(Input)
* * *

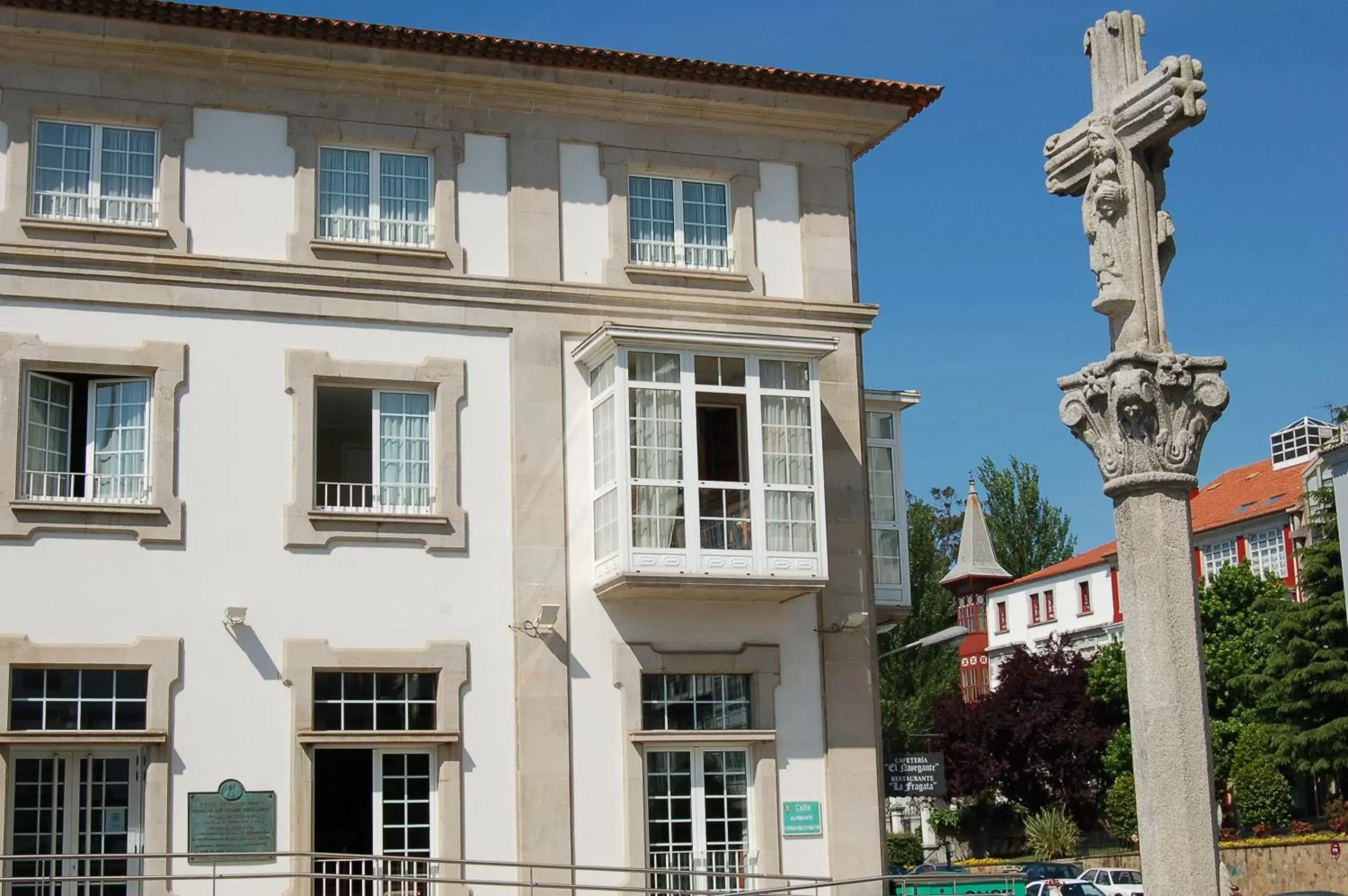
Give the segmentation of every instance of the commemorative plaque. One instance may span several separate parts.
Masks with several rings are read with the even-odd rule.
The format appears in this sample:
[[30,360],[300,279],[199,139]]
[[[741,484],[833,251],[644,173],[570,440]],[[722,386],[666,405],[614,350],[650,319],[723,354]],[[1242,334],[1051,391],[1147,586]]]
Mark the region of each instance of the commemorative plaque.
[[[275,861],[276,791],[248,792],[235,779],[208,794],[187,794],[187,861]],[[259,853],[221,856],[221,853]]]

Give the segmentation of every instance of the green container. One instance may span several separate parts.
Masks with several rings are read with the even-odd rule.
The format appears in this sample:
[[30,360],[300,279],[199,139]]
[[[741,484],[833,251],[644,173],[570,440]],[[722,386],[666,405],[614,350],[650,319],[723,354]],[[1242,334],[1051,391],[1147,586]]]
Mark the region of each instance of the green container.
[[894,896],[961,896],[962,893],[1006,893],[1024,896],[1020,874],[909,874],[895,877]]

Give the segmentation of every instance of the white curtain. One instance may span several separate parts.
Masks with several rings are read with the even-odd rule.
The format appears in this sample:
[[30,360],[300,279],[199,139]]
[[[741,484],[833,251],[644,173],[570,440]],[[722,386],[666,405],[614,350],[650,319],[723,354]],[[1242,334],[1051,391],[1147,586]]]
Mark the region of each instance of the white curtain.
[[683,478],[682,397],[673,389],[628,391],[632,478]]

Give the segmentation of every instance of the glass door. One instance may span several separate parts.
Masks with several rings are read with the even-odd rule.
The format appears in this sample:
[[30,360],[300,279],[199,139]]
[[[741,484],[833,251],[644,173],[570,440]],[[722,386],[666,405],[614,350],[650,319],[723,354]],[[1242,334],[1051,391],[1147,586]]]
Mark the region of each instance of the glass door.
[[[142,849],[140,761],[128,753],[19,756],[13,763],[12,884],[22,896],[135,896],[139,881],[89,880],[137,874]],[[70,858],[57,858],[69,856]],[[77,858],[84,857],[84,858]]]
[[647,865],[659,893],[747,889],[749,763],[743,749],[646,753]]

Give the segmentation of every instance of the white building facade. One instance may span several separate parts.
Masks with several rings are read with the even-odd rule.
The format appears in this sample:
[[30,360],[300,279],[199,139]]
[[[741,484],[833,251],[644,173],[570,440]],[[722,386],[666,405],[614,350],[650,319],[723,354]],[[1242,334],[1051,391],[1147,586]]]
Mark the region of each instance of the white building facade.
[[[262,870],[321,892],[880,872],[906,400],[863,395],[851,166],[938,90],[28,7],[4,852],[202,858],[214,794],[272,800],[274,852],[330,857]],[[181,856],[101,868],[205,892]]]

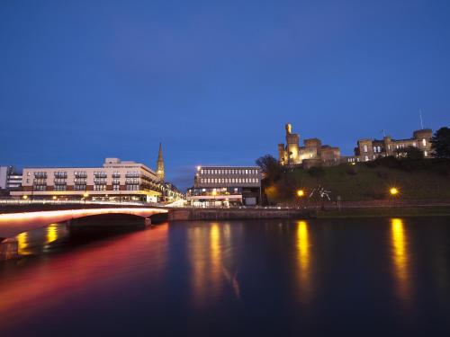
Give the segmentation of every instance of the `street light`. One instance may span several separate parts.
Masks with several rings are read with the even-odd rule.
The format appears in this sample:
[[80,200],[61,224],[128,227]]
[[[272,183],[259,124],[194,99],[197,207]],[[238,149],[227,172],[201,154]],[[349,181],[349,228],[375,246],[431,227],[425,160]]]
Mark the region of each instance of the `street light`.
[[86,205],[86,200],[87,199],[87,197],[89,197],[89,193],[87,192],[83,193],[83,197],[85,197],[85,205]]
[[395,187],[392,187],[391,190],[389,190],[389,192],[391,195],[397,195],[399,194],[399,190]]

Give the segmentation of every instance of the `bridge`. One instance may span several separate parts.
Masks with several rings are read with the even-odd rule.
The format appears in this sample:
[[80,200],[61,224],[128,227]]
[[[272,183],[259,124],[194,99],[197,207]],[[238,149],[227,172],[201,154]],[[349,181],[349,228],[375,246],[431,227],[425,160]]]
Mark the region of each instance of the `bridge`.
[[166,214],[167,206],[117,203],[34,203],[4,205],[0,207],[0,242],[22,232],[46,226],[55,222],[84,218],[106,214],[139,216],[149,219],[156,214]]

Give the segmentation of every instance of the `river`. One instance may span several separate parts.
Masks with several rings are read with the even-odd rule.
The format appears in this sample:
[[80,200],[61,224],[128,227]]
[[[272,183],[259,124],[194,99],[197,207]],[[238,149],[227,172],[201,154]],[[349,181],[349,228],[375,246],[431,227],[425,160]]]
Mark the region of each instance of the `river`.
[[0,335],[450,335],[450,218],[17,236]]

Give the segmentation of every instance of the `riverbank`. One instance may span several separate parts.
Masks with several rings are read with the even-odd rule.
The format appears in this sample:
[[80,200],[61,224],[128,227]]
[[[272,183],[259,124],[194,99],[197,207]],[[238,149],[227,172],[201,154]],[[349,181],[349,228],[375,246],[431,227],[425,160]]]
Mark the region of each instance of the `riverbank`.
[[450,217],[450,206],[378,207],[318,209],[318,218]]

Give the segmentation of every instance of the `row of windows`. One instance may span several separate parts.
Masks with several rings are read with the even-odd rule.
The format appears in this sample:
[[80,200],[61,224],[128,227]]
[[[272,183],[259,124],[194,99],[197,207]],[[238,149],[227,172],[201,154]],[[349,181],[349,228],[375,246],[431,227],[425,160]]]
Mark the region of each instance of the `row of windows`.
[[202,174],[257,174],[257,170],[238,170],[238,169],[202,169]]
[[202,178],[200,179],[202,183],[214,183],[214,182],[224,182],[224,183],[258,183],[258,178]]

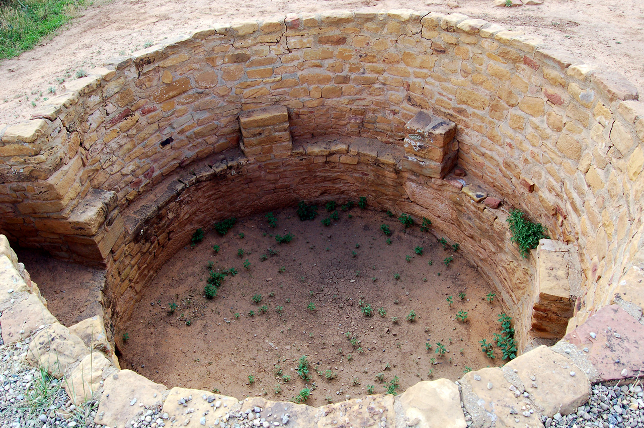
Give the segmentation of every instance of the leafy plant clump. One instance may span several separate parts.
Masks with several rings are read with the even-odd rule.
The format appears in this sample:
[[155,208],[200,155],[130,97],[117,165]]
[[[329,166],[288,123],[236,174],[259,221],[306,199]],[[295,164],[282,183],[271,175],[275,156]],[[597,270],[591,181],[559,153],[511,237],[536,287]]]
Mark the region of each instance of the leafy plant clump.
[[214,223],[214,230],[217,231],[222,236],[223,236],[226,233],[230,230],[235,223],[237,223],[237,219],[234,217],[231,217],[231,218],[226,219],[225,220],[222,220],[221,221],[218,221]]
[[527,259],[530,250],[536,248],[539,240],[549,239],[540,223],[533,223],[526,218],[526,214],[519,210],[512,210],[506,221],[509,225],[512,242],[516,243],[521,250],[521,256]]
[[309,205],[304,201],[300,201],[298,203],[297,214],[302,221],[312,220],[317,215],[317,207]]
[[194,248],[195,245],[201,242],[204,239],[204,229],[200,228],[195,230],[193,234],[193,237],[190,239],[191,248]]
[[402,214],[398,218],[398,219],[402,223],[405,228],[407,228],[410,226],[413,226],[413,219],[409,214]]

* * *

(Exercise instructions) Copy the material word for word from its first line through the line containing "[[647,865],[659,893],[747,889],[749,763],[743,749],[646,753]]", including that line, and omit the picture.

(Solution to this exercise)
Give the segmentation of every instance of the commemorative plaque. One instance may span several separate parts.
Masks with several rings are read with the even-odd rule.
The format appears in this sample:
[[30,360],[300,279],[199,139]]
[[[741,484],[833,251],[644,173],[570,440]],[[722,386],[666,405],[614,350],[650,319],[723,354]],[[1242,334],[1051,391],[1147,586]]]
Mark the region of each instance of the commemorative plaque.
[[[275,861],[276,791],[248,792],[235,779],[208,794],[187,794],[187,861]],[[259,853],[221,856],[221,853]]]

Give the segmentation of every instance of the green container. One instance may span several separate parts.
Masks with several rings are read with the even-odd rule.
The format appears in this sample:
[[30,360],[300,279],[199,139]]
[[[741,484],[833,251],[644,173],[570,440]],[[722,386],[666,405],[614,350],[650,319],[723,354]],[[1242,334],[1051,391],[1147,586]]]
Mark the region of each instance of the green container.
[[894,896],[961,896],[962,893],[1006,893],[1024,896],[1020,874],[909,874],[895,877]]

Give the segmentation of every instance of the white curtain. One instance may span several separate parts.
Masks with several rings are read with the even-odd rule.
The format appears in this sample:
[[30,360],[300,279],[199,139]]
[[[741,484],[833,251],[644,173],[570,440]],[[722,386],[666,405],[614,350],[650,319],[723,354]],[[1242,334],[1051,391],[1147,586]]]
Mark the region of each instance of the white curtain.
[[683,478],[682,397],[673,389],[628,391],[632,478]]

Give the segmentation of every instance of the glass door. One instance may span several separate parts.
Masks with several rings are read with the even-odd rule.
The format appears in this sample:
[[30,360],[300,279],[199,139]]
[[[741,484],[833,251],[644,173],[570,440]],[[722,386],[666,405],[614,350],[650,319],[723,354]],[[1242,334],[1051,391],[1147,586]]]
Mark the region of each instance of the glass door.
[[[142,849],[140,761],[128,753],[19,756],[13,763],[12,884],[22,896],[135,896],[139,881],[89,880],[137,874]],[[70,858],[57,858],[69,856]],[[77,858],[84,857],[84,858]]]
[[647,865],[659,893],[747,889],[749,763],[743,749],[646,753]]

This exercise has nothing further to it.